#### [TUS INSTRUCCIONES]
Prolonga el artículo sobre la respuesta de los gobiernos ante la DANA y los incendios en España, empezando justo después de su última oración.

El término fallido, normalmente, se utiliza para definir a un estado que ha fracasado en su intento de configurar, con todas sus consecuencias, la consecución de esa construcción política. Las causas suelen ser varias pero una de las más características es la incapacidad de sus dirigentes para desempeñar la tarea para la que se postulan.
En este caso, el de España en estos momentos, por supuesto que no es un estado fallido, faltaría más. Lo que si son fallidos, incompetentes, egoístas, incapaces, ineptos son sus gobernantes. Con toda seguridad hay apelativos aún más denigrantes para aplicar, sin temor a la exageración, a nuestra clase política.
Las razones que me llevan a escribir estas líneas no son otras que las desgracias que la naturaleza está infligiendo de manera inmisericorde a esta tierra. Recientemente la DANA de Valencia. Actualmente los fuegos en media España. Ambos desastres no son homogéneos por supuesto. En la DANA la pérdida de vidas humanas, el bien más preciado, fue sin duda el hecho más doloroso, al margen de los cuantiosos daños económicos. En los incendios, hasta el momento de escribir estas líneas, las vidas que se han perdido, irremplazables en todo caso, son muchas menos.
Ambos desastres, salvando las distancias, tienen no obstante un punto en común. Ni entonces ni ahora, en mi corto entender, alcanzo a comprender la actitud ni de las Comunidades Autónomas implicadas ni del Gobierno Central. Me pregunto ¿Qué razones hay para que los presidentes autonómicos afectados no soliciten el nivel de emergencia tres? ¿Qué razones hay para que el Gobierno de la nación no declare el nivel de emergencia tres y hacerse cargo de la situación?
Es obvio que el Estado en su conjunto cuenta con muchos más medios que cada una de las comunidades tomadas individualmente. No es de recibo que tengamos recursos en estado de espera. ¿En espera de que? . En la DANA, es entendible que el impacto inicial no era evitable. Quizás pudo amortiguarse en alguna medida los efectos pero desde luego el control de la riada escapaba a cualquier acción humana.

#### [DATOS PROPORCIONADOS]
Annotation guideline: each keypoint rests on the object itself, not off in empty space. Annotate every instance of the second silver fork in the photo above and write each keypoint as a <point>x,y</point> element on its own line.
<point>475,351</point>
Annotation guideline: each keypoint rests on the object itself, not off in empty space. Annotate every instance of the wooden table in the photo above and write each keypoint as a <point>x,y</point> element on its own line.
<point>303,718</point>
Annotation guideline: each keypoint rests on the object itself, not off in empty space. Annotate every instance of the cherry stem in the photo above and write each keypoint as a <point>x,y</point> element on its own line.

#### [RESULTADO DEL EJERCICIO]
Lo reprochable entonces, y ahora, es, una vez producido el desastre, la inacción del Gobierno de la Nación en los momentos inmediatamente posteriores a los desgraciados hechos. Llevamos diez días con incendios pavorosos arrasando nuestros montes, y en muchos casos viviendas y haciendas. Como la gestión de los montes entra dentro de las competencias de las comunidades autónomas que ellas se coman el marrón, si se me permite la expresión.
Hemos sido capaces de llevar tropas, vehículos, munición, comida, agua, hasta quirófanos, a lugares como Afganistan, Irak, el Líbano y tantos otros lugares lejanos con absoluta solvencia y no somos capaces de poner una excavadora a doscientos kilómetros de su base. Que yo sepa ninguno de esos países nos pidió ayuda. El Gobierno de la Nación creyó oportuno, en defensa de los intereses del Estado, sin consultar al pueblo, llevar a cabo operaciones de mucha mayor envergadura que la que ahora se le requiere.
Estoy convencido que las decisiones tomadas ante la oleada de incendios, tanto por las comunidades como por el Gobierno, tienen cobertura legal. Si esto es así las leyes que dan amparo a tanta desidia son ineficaces y para mi injustas. No puede ser que unas normas, supuestamente dictadas para atender al bien común, sean el escudo que ampara el desafuero de los sujetos que han de velar, precisamente, por el conjunto de la ciudadanía o bien el pretexto para la inacción o la perversa indolencia.
No es necesario adentrarnos en la teoría del derecho justo o injusto. Eso queda para los estudiosos del tema. Es evidente que hay ejemplos de normas que se han elaborado y sancionado con arreglo a los reglamentos y sin embargo han sido calificadas de injustas. Las normas aplicables al caso de los incendios reúnen todos los requisitos de legalidad pero no han servido para proteger el bien objeto de las mismas. Más bien todo lo contrario se han puesto al servicio, se han utilizado para justificar una conducta contraria al sentido común, al interés general, a la protección de la naturaleza, a la salvaguarda de la vida de las personas.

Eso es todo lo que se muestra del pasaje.